• **INSTRUCTIONS FOR THE TASK**
How many lines in the records below contain the string "necklace", counting only matches in the same case? Reply with the number alone.

• **MATERIAL FOR THIS EXERCISE**
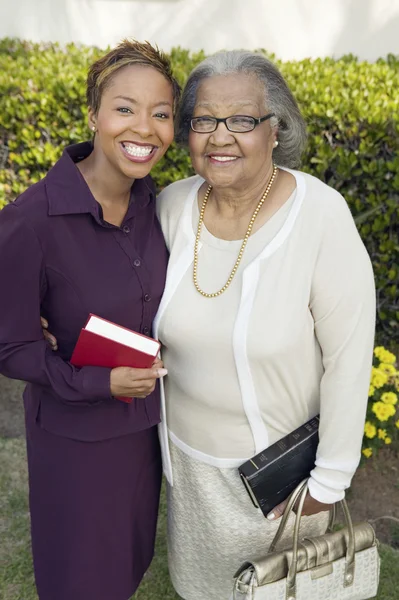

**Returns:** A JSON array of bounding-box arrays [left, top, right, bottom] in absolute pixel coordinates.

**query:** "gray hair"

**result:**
[[176, 50, 307, 168]]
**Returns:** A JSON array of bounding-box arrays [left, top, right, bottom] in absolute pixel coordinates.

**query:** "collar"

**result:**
[[44, 142, 155, 225]]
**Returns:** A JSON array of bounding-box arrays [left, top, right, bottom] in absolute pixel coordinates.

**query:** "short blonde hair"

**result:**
[[86, 40, 180, 114]]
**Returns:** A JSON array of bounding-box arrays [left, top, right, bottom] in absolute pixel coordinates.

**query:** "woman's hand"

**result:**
[[267, 492, 333, 521], [40, 317, 58, 352], [40, 317, 168, 398], [111, 359, 168, 398]]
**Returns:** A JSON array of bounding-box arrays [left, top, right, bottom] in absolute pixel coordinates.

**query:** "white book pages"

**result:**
[[85, 316, 159, 356]]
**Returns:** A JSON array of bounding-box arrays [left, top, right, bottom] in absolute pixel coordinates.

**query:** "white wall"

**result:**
[[0, 0, 399, 60]]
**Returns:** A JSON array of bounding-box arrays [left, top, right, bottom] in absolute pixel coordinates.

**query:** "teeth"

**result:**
[[211, 156, 236, 162], [123, 144, 153, 157]]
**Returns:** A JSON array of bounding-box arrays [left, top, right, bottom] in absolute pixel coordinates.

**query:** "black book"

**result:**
[[238, 416, 319, 517]]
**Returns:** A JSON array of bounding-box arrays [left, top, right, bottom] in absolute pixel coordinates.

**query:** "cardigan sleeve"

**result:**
[[0, 204, 111, 401], [309, 194, 375, 503]]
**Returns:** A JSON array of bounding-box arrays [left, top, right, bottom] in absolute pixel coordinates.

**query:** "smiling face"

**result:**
[[189, 73, 277, 191], [89, 65, 173, 180]]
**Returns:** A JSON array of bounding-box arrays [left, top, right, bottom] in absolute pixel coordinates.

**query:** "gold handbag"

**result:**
[[232, 480, 380, 600]]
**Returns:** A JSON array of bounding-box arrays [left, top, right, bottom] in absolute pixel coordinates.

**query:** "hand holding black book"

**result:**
[[238, 416, 319, 517]]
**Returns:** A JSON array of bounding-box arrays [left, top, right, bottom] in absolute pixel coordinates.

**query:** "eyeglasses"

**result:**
[[190, 113, 275, 133]]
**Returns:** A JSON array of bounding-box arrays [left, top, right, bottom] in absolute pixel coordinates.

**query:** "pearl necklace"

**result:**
[[193, 165, 277, 298]]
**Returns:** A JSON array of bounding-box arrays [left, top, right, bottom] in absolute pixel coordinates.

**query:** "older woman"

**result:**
[[156, 51, 375, 600]]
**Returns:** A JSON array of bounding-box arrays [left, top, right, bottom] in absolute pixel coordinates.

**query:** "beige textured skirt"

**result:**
[[168, 440, 328, 600]]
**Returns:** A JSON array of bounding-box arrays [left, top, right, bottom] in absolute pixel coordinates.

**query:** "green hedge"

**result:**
[[0, 39, 399, 344]]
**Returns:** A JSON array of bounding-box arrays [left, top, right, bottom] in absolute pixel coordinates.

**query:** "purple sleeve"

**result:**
[[0, 204, 112, 402]]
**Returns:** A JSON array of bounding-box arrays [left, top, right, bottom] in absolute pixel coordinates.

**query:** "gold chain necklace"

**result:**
[[193, 165, 277, 298]]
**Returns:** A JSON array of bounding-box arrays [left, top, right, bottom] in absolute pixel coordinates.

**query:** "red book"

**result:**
[[70, 314, 161, 402]]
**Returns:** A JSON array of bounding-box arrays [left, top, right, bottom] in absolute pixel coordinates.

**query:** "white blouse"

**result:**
[[155, 166, 375, 502]]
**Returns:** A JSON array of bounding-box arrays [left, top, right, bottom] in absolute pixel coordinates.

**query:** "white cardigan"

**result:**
[[154, 171, 375, 502]]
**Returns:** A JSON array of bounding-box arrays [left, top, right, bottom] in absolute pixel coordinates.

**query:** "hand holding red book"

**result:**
[[70, 314, 167, 402]]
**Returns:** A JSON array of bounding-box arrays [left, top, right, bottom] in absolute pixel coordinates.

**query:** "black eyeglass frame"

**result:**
[[190, 113, 276, 133]]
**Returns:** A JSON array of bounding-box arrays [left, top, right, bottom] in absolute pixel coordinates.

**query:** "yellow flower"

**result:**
[[381, 392, 398, 404], [364, 421, 377, 440], [371, 367, 388, 388], [378, 429, 387, 440], [371, 402, 396, 421], [374, 346, 396, 364], [378, 363, 397, 376]]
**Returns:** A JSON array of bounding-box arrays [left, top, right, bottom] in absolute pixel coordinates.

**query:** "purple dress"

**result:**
[[0, 143, 168, 600]]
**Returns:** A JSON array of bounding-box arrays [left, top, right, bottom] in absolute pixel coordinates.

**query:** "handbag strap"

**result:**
[[269, 479, 355, 600]]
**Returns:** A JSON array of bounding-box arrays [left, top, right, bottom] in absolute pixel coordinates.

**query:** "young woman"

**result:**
[[0, 41, 179, 600]]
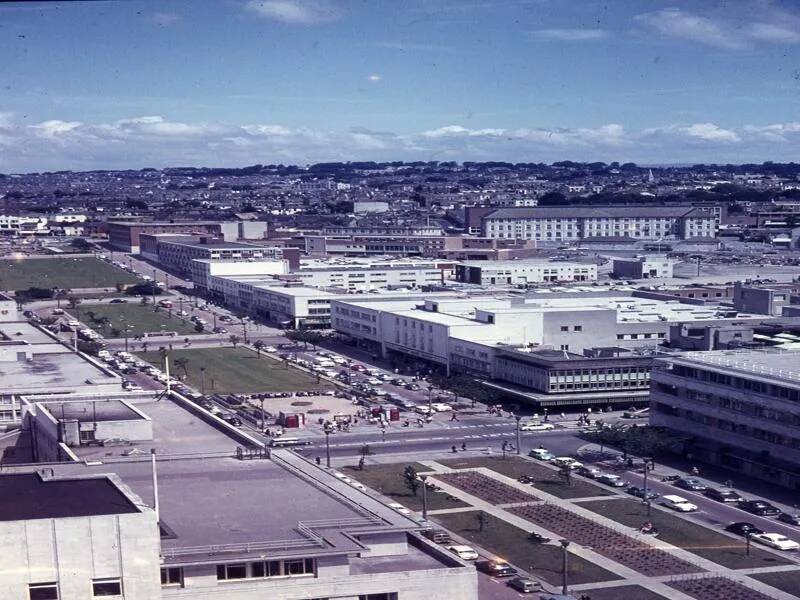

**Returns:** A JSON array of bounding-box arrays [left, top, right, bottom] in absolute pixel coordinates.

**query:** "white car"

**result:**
[[750, 533, 800, 551], [660, 494, 697, 512], [387, 502, 411, 515], [550, 456, 583, 471], [519, 422, 556, 431], [447, 546, 478, 560]]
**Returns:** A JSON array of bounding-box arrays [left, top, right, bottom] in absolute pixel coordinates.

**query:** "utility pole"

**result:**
[[323, 421, 333, 469], [419, 475, 428, 521], [558, 540, 569, 596]]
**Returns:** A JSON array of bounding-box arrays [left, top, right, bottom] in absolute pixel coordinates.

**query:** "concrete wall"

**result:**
[[0, 511, 161, 600]]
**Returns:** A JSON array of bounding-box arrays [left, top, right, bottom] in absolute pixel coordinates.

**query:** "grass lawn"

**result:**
[[343, 463, 469, 511], [75, 298, 197, 338], [750, 570, 800, 598], [581, 499, 790, 569], [439, 456, 611, 498], [433, 511, 619, 585], [580, 585, 668, 600], [140, 346, 332, 394], [0, 257, 139, 290]]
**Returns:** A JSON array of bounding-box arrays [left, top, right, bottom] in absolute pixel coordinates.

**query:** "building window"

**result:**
[[161, 567, 183, 587], [217, 563, 247, 580], [92, 579, 122, 598], [28, 583, 58, 600]]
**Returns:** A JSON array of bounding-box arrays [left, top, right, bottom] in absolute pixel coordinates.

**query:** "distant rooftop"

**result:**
[[670, 348, 800, 383], [0, 473, 139, 521], [41, 400, 145, 422]]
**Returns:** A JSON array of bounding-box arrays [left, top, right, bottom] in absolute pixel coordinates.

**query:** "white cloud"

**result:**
[[533, 29, 608, 42], [151, 12, 181, 25], [0, 112, 800, 172], [633, 5, 800, 50], [30, 119, 83, 138], [244, 0, 341, 24], [634, 8, 748, 50], [745, 23, 800, 44]]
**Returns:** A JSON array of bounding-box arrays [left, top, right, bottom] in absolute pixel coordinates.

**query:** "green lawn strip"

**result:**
[[0, 257, 139, 290], [439, 456, 611, 498], [581, 499, 790, 569], [343, 463, 469, 511], [141, 346, 333, 394], [75, 300, 197, 338], [750, 569, 800, 598], [432, 511, 619, 585], [577, 585, 669, 600]]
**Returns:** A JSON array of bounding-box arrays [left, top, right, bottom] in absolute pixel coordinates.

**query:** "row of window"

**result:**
[[217, 558, 316, 581], [28, 578, 122, 600], [672, 364, 800, 402]]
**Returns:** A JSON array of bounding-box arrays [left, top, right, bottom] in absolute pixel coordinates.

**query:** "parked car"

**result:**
[[597, 473, 627, 487], [703, 488, 744, 504], [508, 577, 542, 594], [672, 477, 706, 492], [550, 456, 583, 470], [475, 560, 517, 577], [739, 500, 781, 517], [750, 533, 800, 552], [387, 502, 411, 515], [577, 465, 603, 479], [447, 545, 478, 560], [725, 521, 764, 536], [528, 448, 555, 461], [519, 421, 556, 431], [424, 529, 450, 544], [660, 494, 697, 512], [778, 513, 800, 525], [626, 485, 659, 500]]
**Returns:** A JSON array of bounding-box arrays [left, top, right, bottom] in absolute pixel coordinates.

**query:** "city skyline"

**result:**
[[0, 0, 800, 172]]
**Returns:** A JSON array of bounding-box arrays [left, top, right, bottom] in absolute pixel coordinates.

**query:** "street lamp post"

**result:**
[[558, 540, 569, 596], [323, 421, 333, 469], [419, 475, 428, 521]]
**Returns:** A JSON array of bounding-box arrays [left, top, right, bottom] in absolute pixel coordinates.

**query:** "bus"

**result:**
[[269, 437, 311, 448]]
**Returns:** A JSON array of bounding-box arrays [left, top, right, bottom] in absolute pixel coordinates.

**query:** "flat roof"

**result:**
[[0, 352, 121, 394], [669, 348, 800, 383], [39, 400, 144, 422], [0, 473, 140, 521]]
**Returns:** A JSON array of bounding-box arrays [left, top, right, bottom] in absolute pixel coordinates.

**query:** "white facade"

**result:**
[[289, 266, 444, 291], [457, 261, 597, 285]]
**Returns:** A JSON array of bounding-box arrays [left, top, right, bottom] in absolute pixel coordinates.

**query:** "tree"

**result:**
[[475, 510, 488, 531], [53, 290, 69, 308], [403, 465, 420, 496], [358, 444, 372, 471], [175, 356, 189, 377]]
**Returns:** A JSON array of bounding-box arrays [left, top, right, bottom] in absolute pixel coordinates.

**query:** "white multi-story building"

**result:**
[[483, 206, 716, 242], [650, 349, 800, 490], [456, 260, 597, 285]]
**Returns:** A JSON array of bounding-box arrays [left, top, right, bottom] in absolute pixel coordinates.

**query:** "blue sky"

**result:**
[[0, 0, 800, 171]]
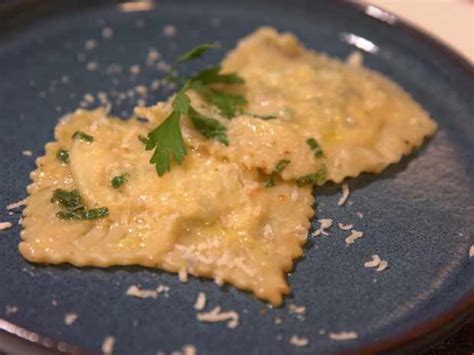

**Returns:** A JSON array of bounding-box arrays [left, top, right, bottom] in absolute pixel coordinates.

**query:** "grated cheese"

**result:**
[[101, 336, 115, 355], [178, 268, 188, 283], [0, 222, 13, 231], [345, 229, 364, 245], [290, 335, 309, 346], [196, 306, 239, 329], [312, 218, 332, 237], [125, 285, 169, 298], [7, 198, 26, 211], [364, 254, 381, 267], [337, 183, 350, 206], [194, 292, 206, 311], [329, 332, 358, 340], [64, 313, 77, 325], [337, 223, 354, 231]]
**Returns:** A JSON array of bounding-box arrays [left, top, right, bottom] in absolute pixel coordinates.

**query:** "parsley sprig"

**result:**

• **REPLY**
2